Trecho do texto
++++++

Donaghy também aponta, horrorizado, como juízes inventam marcações para compensar cagadas. Todos nós sabemos que os árbitros estão sujeitos a cometer erros e que deve ser uma merda colocar a cabeça no travesseiro depois pensando que você prejudicou a temporada de alguém com um erro seu – isso em qualquer esporte, emprego ou vida familiar. Nada me parece mais óbvio do que juízes tentando arrumar as besteiras que acabaram de apitar, ou se borrando de medo de apitar alguma coisa muito errada na frente de uma torcida furiosa ou de um técnico babando sangue. Temos que lembrar que árbitros trabalham na frente de todo mundo e suas marcações são avaliadas o tempo inteiro por trocentas câmeras – tente fazer isso no seu trabalho e com certeza não teremos cutucadas de nariz, Orkut sendo usado no escritório, cochilos tirados na privada do banheiro, e certamente sobrará apenas um pânico enorme de fazer alguma burrice.

++++++

Dados registrados

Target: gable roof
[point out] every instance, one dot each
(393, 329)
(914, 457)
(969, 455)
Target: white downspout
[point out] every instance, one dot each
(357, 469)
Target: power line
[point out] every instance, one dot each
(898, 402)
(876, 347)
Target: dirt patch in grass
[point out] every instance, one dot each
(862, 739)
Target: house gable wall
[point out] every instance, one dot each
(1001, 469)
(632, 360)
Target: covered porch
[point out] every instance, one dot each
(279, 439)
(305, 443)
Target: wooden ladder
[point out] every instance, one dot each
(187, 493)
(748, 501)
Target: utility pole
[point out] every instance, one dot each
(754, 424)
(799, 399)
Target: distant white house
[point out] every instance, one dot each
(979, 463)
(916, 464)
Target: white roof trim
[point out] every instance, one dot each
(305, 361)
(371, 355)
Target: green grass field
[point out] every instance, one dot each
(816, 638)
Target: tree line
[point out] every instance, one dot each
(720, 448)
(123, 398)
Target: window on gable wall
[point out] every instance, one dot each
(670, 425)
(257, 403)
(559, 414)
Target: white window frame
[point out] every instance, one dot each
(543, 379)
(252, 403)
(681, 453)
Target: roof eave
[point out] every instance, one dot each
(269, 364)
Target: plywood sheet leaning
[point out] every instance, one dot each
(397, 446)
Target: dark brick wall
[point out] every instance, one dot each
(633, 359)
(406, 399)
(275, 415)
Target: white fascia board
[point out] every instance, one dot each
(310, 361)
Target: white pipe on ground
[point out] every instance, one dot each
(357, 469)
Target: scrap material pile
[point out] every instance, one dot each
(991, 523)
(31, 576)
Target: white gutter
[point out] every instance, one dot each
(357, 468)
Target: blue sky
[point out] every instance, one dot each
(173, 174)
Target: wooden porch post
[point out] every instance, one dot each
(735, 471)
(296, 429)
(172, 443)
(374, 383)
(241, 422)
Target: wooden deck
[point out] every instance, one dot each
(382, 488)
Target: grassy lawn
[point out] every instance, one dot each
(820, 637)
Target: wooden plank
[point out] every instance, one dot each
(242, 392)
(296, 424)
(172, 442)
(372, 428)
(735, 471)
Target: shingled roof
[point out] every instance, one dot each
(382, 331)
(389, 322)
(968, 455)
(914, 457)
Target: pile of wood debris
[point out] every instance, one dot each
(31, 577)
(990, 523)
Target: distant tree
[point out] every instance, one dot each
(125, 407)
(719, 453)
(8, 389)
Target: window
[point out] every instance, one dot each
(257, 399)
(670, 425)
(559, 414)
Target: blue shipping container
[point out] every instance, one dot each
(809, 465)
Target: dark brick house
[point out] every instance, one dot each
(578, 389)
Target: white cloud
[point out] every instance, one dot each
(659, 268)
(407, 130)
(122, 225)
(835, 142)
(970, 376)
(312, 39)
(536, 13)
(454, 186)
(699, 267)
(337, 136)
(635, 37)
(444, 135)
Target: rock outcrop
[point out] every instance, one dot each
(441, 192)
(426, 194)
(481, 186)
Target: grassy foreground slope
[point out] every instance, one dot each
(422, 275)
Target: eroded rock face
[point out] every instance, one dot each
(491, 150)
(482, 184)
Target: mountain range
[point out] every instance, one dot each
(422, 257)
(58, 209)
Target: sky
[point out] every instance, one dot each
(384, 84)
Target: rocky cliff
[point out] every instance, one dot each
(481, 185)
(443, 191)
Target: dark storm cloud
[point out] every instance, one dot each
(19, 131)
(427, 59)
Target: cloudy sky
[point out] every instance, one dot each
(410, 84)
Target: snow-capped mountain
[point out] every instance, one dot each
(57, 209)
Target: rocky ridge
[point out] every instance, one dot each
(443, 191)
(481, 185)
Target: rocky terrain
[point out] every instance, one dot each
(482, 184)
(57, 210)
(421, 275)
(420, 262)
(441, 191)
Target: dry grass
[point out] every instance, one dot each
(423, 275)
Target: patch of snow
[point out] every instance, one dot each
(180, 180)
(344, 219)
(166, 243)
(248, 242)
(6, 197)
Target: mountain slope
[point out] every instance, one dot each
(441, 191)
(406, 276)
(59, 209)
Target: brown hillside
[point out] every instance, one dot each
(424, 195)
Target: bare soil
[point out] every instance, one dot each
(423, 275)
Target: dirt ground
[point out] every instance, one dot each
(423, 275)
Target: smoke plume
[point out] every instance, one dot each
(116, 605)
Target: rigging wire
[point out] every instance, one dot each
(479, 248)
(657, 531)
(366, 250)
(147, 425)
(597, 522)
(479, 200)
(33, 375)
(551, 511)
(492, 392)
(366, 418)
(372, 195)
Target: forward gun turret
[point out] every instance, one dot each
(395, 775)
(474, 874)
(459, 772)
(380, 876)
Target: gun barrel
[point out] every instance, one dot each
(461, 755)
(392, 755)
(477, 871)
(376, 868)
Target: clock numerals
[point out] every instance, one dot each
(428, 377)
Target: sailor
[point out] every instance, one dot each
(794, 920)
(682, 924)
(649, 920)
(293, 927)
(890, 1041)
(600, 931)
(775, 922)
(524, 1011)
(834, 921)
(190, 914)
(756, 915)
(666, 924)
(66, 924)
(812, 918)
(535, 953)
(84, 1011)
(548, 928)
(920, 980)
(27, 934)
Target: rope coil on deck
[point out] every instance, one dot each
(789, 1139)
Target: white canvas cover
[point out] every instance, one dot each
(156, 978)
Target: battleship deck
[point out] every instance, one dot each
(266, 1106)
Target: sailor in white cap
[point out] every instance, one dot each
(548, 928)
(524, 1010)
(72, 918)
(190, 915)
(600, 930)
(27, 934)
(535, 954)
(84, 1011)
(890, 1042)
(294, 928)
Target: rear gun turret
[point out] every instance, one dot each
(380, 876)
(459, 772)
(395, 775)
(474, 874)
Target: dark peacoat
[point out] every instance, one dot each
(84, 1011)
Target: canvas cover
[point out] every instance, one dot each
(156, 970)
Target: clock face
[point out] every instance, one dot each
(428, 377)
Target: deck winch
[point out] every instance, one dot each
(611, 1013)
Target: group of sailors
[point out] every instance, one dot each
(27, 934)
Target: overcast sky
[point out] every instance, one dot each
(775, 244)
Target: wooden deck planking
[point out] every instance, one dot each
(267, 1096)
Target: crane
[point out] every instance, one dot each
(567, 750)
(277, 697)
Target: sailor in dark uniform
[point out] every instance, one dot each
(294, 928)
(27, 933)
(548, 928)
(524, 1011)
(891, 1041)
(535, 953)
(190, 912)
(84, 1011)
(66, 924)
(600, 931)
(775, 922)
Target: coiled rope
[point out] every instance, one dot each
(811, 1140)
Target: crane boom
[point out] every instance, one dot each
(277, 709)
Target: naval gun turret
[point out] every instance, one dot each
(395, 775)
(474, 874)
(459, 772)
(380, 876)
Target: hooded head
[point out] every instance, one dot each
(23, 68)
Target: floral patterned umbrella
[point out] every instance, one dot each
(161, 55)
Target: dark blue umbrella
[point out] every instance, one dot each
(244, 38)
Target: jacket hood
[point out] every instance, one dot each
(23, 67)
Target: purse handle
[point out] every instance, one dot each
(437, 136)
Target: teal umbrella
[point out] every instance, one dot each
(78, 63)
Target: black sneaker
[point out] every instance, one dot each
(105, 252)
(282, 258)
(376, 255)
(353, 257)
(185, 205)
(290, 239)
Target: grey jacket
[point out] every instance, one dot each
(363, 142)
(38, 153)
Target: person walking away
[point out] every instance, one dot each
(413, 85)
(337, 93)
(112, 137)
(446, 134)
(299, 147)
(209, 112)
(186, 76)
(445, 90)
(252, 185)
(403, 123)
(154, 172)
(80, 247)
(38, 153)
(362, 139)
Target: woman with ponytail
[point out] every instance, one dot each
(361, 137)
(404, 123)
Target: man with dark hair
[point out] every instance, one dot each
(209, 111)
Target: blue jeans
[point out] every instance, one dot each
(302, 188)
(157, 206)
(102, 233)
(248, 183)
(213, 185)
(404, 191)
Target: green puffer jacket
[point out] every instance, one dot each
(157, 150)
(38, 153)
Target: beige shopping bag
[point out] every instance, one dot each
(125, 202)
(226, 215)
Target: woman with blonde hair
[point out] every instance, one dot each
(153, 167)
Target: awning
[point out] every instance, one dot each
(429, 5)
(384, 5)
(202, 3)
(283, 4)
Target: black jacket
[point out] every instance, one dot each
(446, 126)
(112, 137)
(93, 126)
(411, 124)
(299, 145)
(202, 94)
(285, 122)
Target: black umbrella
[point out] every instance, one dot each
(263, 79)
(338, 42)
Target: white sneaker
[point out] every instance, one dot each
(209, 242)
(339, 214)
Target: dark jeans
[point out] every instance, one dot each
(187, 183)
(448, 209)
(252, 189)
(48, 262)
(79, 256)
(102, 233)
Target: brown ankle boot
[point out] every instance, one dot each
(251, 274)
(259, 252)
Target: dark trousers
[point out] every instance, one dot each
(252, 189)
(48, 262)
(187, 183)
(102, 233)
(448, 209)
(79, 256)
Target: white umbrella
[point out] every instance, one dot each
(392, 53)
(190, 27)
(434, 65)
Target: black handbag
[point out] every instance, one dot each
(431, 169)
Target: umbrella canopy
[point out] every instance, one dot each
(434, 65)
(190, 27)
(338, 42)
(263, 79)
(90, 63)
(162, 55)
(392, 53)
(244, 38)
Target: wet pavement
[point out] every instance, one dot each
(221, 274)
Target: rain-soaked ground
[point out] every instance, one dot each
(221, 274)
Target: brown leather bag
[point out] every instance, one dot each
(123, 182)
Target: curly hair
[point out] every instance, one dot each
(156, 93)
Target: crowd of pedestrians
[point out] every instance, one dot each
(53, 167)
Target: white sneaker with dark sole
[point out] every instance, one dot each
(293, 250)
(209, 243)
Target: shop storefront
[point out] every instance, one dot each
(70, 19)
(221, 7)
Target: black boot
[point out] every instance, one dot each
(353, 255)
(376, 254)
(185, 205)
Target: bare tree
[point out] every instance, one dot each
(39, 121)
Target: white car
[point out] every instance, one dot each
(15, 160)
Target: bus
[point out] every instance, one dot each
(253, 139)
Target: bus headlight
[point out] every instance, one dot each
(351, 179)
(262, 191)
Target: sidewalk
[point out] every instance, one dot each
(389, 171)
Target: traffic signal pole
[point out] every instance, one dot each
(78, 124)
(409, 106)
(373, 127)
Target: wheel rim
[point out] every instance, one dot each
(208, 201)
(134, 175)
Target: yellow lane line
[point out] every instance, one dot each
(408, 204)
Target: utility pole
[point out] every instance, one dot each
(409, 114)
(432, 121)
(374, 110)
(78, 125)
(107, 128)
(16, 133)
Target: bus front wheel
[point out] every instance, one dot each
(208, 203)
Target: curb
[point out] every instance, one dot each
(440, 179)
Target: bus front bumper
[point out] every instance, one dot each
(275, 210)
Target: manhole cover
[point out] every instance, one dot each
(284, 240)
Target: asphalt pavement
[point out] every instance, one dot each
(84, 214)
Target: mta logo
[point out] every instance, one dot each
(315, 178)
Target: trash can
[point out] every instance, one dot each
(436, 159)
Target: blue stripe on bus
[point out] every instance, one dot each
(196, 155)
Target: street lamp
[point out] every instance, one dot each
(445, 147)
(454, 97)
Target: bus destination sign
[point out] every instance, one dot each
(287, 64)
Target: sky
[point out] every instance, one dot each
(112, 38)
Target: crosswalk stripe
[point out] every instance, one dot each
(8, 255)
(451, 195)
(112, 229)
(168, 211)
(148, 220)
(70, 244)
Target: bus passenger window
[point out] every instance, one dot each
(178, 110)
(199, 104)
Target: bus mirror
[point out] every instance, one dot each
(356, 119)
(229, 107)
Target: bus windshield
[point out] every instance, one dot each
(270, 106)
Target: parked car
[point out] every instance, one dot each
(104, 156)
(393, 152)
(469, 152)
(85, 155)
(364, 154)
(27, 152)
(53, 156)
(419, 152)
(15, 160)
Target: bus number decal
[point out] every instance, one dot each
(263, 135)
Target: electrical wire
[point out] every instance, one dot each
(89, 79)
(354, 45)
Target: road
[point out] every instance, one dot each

++++++

Tarefa A
Indique se cada afirmação concorda com o trecho sobre árbitros, respondendo sim ou não e citando literalmente as palavras decisivas: (i) Donaghy aponta que juízes inventam marcações para compensar erros; (ii) as marcações dos árbitros raramente são avaliadas; (iii) os árbitros trabalham longe do público.
Tarefa B
Segundo o trecho sobre árbitros, o que avalia as marcações dos árbitros o tempo inteiro?
As linhas de dados não são necessárias aqui.

Resposta esperada A
(i) Sim: "Donaghy também aponta, horrorizado, como juízes inventam marcações para compensar cagadas."
(ii) Não: "suas marcações são avaliadas o tempo inteiro por trocentas câmeras"
(iii) Não: "árbitros trabalham na frente de todo mundo"

Resposta esperada B
Trocentas câmeras.